─── Material provided
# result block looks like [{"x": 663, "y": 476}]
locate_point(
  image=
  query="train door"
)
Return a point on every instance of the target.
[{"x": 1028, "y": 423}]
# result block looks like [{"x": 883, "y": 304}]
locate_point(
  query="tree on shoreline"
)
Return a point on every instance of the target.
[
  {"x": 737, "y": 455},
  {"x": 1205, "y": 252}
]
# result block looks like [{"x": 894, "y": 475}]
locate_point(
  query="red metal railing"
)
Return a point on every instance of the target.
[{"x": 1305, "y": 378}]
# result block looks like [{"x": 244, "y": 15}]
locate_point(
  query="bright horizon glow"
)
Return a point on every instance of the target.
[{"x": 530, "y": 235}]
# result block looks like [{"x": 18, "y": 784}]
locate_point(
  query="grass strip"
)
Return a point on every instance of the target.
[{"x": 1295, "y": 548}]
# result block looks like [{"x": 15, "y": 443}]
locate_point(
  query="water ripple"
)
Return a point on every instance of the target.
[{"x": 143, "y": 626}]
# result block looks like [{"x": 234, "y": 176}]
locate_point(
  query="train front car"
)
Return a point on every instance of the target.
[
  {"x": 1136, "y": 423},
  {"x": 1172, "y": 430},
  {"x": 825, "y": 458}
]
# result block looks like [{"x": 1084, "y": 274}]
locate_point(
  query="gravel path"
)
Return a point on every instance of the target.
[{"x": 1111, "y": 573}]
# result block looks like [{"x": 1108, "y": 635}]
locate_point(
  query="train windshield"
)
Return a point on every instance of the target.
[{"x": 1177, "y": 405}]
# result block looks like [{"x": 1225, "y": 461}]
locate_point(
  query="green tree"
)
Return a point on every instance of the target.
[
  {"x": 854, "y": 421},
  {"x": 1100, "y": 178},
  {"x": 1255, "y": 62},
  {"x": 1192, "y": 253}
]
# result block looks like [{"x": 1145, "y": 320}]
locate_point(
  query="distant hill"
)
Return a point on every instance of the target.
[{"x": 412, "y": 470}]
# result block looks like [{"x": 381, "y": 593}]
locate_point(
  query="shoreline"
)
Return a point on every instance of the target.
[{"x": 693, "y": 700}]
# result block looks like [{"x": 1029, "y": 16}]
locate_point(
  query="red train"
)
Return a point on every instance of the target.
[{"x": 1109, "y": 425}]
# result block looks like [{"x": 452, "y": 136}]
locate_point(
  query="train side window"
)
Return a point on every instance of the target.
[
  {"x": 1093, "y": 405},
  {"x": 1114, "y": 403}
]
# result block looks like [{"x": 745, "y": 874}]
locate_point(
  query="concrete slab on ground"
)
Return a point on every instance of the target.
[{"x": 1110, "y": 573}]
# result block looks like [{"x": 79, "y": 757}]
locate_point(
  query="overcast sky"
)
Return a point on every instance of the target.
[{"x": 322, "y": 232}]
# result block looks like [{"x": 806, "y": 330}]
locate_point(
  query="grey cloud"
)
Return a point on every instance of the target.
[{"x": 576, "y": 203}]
──────
Challenge: Copy out all of the data exactly, leaving nothing out.

The result:
# result block looks like [{"x": 663, "y": 476}]
locate_point(
  image=
  query="train door"
)
Return a point on every instance of the target.
[{"x": 1028, "y": 423}]
# result block looks like [{"x": 883, "y": 304}]
locate_point(
  query="tree on shoreline"
)
Return a point on every instance of the target.
[
  {"x": 737, "y": 455},
  {"x": 1205, "y": 252}
]
# result block looks like [{"x": 894, "y": 475}]
locate_point(
  query="red metal railing"
)
Return a point on every instance of the target.
[{"x": 1305, "y": 378}]
# result block looks like [{"x": 244, "y": 15}]
locate_point(
  query="bright horizon glow"
)
Return a point on every instance of the target.
[{"x": 530, "y": 235}]
# result block looks like [{"x": 18, "y": 784}]
locate_point(
  query="grass strip"
)
Return a point on every instance of the target.
[{"x": 1295, "y": 548}]
# result block looks like [{"x": 15, "y": 443}]
locate_point(
  query="water ripple"
)
Return a point on every instance of the target.
[{"x": 143, "y": 626}]
# result block looks like [{"x": 234, "y": 176}]
locate_point(
  query="train front car"
)
Return a point on every instance of the target.
[
  {"x": 1136, "y": 423},
  {"x": 1172, "y": 430},
  {"x": 825, "y": 458}
]
# result block looks like [{"x": 1084, "y": 274}]
locate_point(
  query="gravel path"
)
Return a point on every instance of the target.
[{"x": 1111, "y": 573}]
# result block looks like [{"x": 1108, "y": 635}]
locate_point(
  query="train windshield"
)
Return a point on every instance of the target.
[{"x": 1177, "y": 405}]
# result block looks like [{"x": 1225, "y": 461}]
locate_point(
  query="green tree"
)
Return a point on every instance of the target.
[
  {"x": 854, "y": 421},
  {"x": 1100, "y": 178},
  {"x": 1255, "y": 62},
  {"x": 1192, "y": 253}
]
# result block looks like [{"x": 1145, "y": 320}]
locate_point(
  query="distant hill"
)
Return a point on every instance of the target.
[{"x": 412, "y": 470}]
# result block looks like [{"x": 381, "y": 593}]
locate_point(
  query="shoreline"
)
Return a point on every instance of the target.
[{"x": 693, "y": 700}]
# result block looks like [{"x": 1029, "y": 16}]
locate_point(
  query="red train"
)
Return a point on every instance of the target.
[{"x": 1109, "y": 425}]
# result block looks like [{"x": 452, "y": 136}]
locate_point(
  query="train side window"
)
Return a point on every instance of the target.
[
  {"x": 1093, "y": 405},
  {"x": 1114, "y": 403}
]
# result block looks like [{"x": 745, "y": 874}]
locate_point(
  query="concrete slab on ground"
)
Return a point on every instance of the target.
[{"x": 1110, "y": 573}]
# result block looks like [{"x": 79, "y": 757}]
locate_point(
  query="overcast sky"
)
Return a point on every instance of the target.
[{"x": 322, "y": 232}]
# result block looks like [{"x": 806, "y": 330}]
locate_point(
  query="grey cloud"
)
Return a point on every instance of the target.
[{"x": 576, "y": 203}]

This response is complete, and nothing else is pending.